## Instructions for the task
Going down the data below, set down exactly the line with "# sample body: [(1, 189)]" and each line after it through the line with "# sample body: [(111, 387)]"; no other lines.

## Data for processing

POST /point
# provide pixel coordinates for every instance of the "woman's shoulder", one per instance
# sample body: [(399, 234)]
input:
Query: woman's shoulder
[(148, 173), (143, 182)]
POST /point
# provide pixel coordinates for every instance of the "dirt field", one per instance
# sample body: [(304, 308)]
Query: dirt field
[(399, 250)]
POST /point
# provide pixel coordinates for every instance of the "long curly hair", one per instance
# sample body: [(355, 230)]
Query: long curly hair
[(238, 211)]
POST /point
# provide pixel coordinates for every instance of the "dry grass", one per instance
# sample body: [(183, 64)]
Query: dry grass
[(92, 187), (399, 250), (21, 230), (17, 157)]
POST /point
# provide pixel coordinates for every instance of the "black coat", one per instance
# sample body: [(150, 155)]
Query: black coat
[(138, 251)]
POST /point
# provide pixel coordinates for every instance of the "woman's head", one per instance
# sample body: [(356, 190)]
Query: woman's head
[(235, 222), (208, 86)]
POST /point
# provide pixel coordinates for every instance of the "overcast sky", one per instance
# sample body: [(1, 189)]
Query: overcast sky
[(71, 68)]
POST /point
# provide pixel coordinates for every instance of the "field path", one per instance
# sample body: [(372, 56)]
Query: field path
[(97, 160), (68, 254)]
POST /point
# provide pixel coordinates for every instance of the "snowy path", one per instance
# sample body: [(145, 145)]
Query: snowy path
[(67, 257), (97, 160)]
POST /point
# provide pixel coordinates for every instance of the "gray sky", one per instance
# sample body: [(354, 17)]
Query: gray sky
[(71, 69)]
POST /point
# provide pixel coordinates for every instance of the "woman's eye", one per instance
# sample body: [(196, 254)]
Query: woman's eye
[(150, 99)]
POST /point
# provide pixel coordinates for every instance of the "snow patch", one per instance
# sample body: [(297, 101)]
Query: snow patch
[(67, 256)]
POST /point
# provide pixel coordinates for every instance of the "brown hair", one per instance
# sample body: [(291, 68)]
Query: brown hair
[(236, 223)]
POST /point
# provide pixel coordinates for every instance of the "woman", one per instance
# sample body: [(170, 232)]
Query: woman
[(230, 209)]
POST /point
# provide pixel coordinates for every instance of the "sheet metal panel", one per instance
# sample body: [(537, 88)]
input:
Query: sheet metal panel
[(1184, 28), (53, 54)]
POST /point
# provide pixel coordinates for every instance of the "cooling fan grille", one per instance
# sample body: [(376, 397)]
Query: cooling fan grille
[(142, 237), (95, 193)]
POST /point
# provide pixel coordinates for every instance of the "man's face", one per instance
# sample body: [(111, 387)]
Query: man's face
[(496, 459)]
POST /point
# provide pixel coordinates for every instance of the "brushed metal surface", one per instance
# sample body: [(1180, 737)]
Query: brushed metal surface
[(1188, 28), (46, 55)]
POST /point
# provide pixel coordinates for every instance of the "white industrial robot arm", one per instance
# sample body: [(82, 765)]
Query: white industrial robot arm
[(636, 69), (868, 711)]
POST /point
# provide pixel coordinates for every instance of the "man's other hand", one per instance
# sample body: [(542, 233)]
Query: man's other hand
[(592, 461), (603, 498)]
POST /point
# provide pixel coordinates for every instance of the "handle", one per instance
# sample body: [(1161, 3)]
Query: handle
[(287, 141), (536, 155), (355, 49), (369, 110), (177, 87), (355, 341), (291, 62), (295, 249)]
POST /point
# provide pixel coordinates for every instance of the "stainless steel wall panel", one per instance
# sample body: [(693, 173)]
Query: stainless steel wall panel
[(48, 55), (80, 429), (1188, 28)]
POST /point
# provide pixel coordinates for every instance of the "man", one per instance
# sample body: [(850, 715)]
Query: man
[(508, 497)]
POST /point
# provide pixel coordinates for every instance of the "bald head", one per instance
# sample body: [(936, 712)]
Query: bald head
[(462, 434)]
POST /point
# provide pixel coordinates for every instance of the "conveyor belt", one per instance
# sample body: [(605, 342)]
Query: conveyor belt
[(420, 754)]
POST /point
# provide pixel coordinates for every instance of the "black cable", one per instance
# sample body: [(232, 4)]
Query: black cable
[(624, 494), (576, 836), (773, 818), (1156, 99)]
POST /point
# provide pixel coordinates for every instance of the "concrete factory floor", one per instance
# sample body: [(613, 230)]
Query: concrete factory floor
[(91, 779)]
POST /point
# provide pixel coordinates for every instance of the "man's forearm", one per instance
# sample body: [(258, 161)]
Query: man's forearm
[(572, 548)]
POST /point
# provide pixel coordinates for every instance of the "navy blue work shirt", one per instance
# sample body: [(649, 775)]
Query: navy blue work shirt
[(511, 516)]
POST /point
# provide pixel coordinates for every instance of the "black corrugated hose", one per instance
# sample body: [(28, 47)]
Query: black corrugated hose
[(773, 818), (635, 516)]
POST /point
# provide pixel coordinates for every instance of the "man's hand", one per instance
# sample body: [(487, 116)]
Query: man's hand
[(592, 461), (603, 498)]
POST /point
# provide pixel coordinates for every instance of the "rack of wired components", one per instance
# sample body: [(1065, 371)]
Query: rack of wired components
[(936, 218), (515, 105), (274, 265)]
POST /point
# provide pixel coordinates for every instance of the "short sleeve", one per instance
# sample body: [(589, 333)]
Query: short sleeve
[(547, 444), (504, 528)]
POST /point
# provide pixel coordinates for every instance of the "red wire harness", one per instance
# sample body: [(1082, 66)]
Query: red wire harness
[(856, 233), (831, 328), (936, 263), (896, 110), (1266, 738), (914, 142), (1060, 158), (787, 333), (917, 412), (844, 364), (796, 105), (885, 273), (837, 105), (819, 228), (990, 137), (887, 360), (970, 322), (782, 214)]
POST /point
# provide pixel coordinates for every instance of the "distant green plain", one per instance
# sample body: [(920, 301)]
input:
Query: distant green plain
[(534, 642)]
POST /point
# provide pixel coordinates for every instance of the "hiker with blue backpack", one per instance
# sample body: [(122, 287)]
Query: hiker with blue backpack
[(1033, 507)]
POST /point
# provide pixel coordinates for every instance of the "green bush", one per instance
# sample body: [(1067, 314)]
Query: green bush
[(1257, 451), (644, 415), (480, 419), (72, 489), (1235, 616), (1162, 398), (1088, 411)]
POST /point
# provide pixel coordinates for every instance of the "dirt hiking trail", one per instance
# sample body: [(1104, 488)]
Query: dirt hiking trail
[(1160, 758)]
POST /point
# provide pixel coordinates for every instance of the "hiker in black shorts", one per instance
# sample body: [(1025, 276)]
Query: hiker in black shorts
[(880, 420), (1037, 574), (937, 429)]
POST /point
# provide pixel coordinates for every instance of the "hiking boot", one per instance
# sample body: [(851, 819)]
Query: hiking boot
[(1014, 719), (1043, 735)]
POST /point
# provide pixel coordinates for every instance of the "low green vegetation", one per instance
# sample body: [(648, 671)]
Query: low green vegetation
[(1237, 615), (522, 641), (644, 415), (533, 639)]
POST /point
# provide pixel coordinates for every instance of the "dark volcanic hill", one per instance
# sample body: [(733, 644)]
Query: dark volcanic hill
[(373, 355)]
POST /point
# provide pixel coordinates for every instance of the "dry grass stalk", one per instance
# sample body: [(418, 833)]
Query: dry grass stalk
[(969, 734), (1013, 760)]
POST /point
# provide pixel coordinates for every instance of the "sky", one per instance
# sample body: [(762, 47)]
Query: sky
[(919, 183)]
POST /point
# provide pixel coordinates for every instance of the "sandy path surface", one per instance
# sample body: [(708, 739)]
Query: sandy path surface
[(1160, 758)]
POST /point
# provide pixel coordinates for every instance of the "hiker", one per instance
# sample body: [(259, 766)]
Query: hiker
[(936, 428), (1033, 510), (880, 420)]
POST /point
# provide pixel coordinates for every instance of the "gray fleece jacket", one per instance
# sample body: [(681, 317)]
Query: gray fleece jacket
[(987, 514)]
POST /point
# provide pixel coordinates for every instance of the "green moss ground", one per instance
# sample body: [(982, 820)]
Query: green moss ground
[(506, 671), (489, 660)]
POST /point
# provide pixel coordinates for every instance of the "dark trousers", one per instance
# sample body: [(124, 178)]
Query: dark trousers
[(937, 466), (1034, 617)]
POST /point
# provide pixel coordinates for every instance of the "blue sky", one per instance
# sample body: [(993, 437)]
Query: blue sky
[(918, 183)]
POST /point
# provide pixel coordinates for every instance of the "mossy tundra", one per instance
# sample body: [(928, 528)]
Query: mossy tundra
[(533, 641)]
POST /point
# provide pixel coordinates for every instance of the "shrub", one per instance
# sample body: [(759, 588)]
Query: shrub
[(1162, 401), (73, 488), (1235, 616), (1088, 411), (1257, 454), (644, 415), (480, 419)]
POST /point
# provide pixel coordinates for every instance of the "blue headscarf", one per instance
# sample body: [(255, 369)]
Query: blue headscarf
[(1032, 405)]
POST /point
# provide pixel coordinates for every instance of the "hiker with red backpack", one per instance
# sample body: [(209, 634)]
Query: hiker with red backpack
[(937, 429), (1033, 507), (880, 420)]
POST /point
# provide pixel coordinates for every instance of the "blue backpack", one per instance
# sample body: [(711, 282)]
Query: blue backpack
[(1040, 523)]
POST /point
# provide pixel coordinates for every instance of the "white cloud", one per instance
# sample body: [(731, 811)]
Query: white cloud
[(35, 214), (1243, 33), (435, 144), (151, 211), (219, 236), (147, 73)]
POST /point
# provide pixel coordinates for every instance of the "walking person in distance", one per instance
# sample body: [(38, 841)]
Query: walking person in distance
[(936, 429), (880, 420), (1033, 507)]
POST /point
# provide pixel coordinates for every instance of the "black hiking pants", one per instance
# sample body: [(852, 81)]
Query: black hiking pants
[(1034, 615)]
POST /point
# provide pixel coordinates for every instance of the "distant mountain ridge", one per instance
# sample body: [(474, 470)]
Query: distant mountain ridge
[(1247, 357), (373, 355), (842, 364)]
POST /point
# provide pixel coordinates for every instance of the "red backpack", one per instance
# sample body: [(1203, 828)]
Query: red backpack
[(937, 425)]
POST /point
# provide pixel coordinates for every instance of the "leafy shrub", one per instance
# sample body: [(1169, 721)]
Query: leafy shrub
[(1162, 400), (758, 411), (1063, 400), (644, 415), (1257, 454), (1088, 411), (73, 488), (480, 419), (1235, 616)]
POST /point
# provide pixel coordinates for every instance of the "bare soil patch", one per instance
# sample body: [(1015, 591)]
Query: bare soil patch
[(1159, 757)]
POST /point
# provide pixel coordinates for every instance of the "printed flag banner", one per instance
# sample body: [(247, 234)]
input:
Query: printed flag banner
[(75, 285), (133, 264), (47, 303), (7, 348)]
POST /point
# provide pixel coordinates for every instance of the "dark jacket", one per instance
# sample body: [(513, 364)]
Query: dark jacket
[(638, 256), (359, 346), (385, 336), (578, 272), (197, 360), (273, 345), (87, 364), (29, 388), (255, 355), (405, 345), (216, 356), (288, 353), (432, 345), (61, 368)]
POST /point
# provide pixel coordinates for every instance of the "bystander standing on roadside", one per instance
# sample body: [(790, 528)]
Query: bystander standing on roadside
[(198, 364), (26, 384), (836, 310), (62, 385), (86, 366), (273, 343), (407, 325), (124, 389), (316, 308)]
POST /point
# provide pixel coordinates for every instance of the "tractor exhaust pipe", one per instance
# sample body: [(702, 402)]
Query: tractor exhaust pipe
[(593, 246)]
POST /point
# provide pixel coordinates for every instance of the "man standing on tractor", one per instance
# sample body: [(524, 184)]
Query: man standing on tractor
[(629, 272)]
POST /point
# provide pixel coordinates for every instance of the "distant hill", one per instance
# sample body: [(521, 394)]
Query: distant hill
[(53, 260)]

## Result of the exercise
# sample body: [(1, 189)]
Query: overcast sky
[(71, 68)]
POST /point
# provide pixel coordinates for every instance of the "field path", one per instance
# sample body: [(372, 56)]
Query: field path
[(97, 160), (68, 254)]
POST /point
# provide pixel coordinates for every instance of the "snowy path", one per instance
# sample body: [(145, 145)]
Query: snowy path
[(67, 257), (97, 160)]
POST /point
# provide pixel coordinates for every instance of the "gray sky", one per instance
# sample body: [(354, 17)]
Query: gray sky
[(71, 69)]
POST /point
# provide pixel coordinates for every instance of the "woman's eye", one per instance
# sample body: [(196, 254)]
Query: woman's eye
[(150, 99)]
POST /point
# provide pixel coordinates for every instance of the "snow patch", one per instance
# sample body: [(297, 101)]
Query: snow patch
[(67, 256)]
POST /point
# provide pixel coordinates for every instance of the "brown hair", one per instance
# sample body: [(291, 68)]
Query: brown hair
[(236, 223)]
POST /point
# provide pixel coordinates for every instance of the "woman", one per instance
# sample body: [(170, 232)]
Query: woman
[(230, 209)]
POST /point
# provide pixel coordinates for every instance of the "sheet metal panel", one per instance
# sample body: [(537, 88)]
input:
Query: sheet metal panel
[(1184, 28), (53, 54)]
POST /point
# provide pixel coordinates for every instance of the "cooling fan grille", one per instance
# sample body: [(376, 397)]
Query: cooling fan grille
[(142, 237), (95, 193)]
POST /point
# provide pixel coordinates for every instance of the "man's face", one per instance
# sample body: [(111, 387)]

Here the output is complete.